[START Document excerpt]

Coach WHO?

10:06 PM 0 Comments A+ a-

Okay, I'm a little cranky so this needs to be taken with a grain of salt. Kitty and I went to the Exploratorium which is where many school librarians present their "best practices" in some form. We went into this room and first noticed that there were AMAZING free munchies in the center of the room, so - forget about the posterboard displays - we chowed down on some really nice lemonade and super chocolate brownies. Sated for a while, we then milled around to take a gander at people's work. Unfortunately, I'm shallow enough that I was distracted by what some of the people were wearing, so I kept glancing around and not paying attention. I mean, fanny packs??? A fanny pack wouldn't look great on Nicole Ritchie, so say nothing of someone less anorexic. And what is with flood pants? With knee socks?? And really unattractive clogs?? And, brace yourself, I actually saw someone in PEDAL PUSHERS. They were denim. Worn with knee socks. I've seen more attractive lederhosen on 80-year-old Bavarians. I think someone should let librarians not under 19 wear pedal pushers. No librarian is under 19.

[END Document excerpt]
[START Supplied material]

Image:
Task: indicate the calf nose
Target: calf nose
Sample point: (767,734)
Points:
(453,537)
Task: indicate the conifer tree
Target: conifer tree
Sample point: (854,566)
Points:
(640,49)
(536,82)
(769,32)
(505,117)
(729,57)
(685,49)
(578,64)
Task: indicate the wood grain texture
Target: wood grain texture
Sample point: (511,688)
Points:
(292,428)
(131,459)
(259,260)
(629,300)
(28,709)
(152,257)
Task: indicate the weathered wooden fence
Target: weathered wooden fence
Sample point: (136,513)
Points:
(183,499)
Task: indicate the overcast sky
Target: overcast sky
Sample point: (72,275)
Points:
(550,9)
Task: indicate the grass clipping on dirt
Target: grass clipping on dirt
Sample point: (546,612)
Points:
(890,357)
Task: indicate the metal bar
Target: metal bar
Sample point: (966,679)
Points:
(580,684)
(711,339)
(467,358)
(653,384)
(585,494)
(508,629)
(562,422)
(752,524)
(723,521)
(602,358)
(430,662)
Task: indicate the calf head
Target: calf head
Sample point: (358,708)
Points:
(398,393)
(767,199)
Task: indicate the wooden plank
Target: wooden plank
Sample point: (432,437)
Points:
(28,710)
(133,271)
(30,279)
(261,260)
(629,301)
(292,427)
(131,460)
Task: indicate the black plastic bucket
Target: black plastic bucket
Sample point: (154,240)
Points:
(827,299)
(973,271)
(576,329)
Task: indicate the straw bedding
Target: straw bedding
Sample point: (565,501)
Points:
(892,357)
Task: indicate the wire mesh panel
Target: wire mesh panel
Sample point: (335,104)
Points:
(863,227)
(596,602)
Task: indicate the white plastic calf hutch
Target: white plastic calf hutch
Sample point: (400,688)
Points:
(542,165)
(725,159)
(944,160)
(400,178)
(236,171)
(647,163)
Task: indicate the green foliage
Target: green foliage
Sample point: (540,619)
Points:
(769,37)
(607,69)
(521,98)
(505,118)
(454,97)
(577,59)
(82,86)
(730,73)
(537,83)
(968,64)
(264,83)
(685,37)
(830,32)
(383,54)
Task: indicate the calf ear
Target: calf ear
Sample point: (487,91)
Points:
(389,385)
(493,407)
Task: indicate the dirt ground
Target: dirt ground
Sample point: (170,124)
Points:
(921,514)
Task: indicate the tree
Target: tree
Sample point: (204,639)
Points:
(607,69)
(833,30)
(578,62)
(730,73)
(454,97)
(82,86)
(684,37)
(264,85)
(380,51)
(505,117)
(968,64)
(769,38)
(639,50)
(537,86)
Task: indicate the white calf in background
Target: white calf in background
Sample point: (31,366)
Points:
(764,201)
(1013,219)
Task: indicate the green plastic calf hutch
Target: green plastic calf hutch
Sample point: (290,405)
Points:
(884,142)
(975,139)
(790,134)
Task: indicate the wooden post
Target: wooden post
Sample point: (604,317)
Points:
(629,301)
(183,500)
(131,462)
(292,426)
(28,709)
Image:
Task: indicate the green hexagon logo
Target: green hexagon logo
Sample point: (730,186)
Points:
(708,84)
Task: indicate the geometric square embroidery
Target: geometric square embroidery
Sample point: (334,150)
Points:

[END Supplied material]

◆ Problems and tasks
• A. Summarize the Exploratorium blog post in two sentences.
• B. According to the Exploratorium blog post, what did the writer and Kitty eat and drink from the free munchies?
• C. Carry on the Exploratorium blog post from its last sentence.
The listing is separate material from the Exploratorium blog post.

◆ Answers
• A. The writer and Kitty visited the Exploratorium, where school librarians present their "best practices," and ate the free lemonade and chocolate brownies before looking at the displays. While milling around, the writer kept getting distracted by what people were wearing, including fanny packs, flood pants, knee socks, clogs and denim pedal pushers.

• B. Lemonade and chocolate brownies.

• C.
We finished a little early because there's not much to see that is all that earth-shaking, so we decided to get a nice lunch at a local restaurant which revivified us. BECAUSE WE WERE GOING TO SEE LEVAR BURTON!! Yes! We got a seat on the floor in the ballroom (they ran out of chairs so we sat down on the floor) and listened to the chair of every forsaken committee in the ALA (and the Lt. Governor's secretary's hair dresser, or some similar weird permutation) and then they started the big build-up. "It is my extreme pleasure to introduce someone well-known to all of use as the coach (LeVar coaches people?) who locked out his basketball team out when their grades fell (whaaaa???). The man who Samuel L. Jackson is playing in a wonderful recent motion picture (LeVar is playing Samuel Jackson, huhhhh?) - COACH CARTER!!!!" What the f***?! Where the h*&% is LeVar Burton??!!!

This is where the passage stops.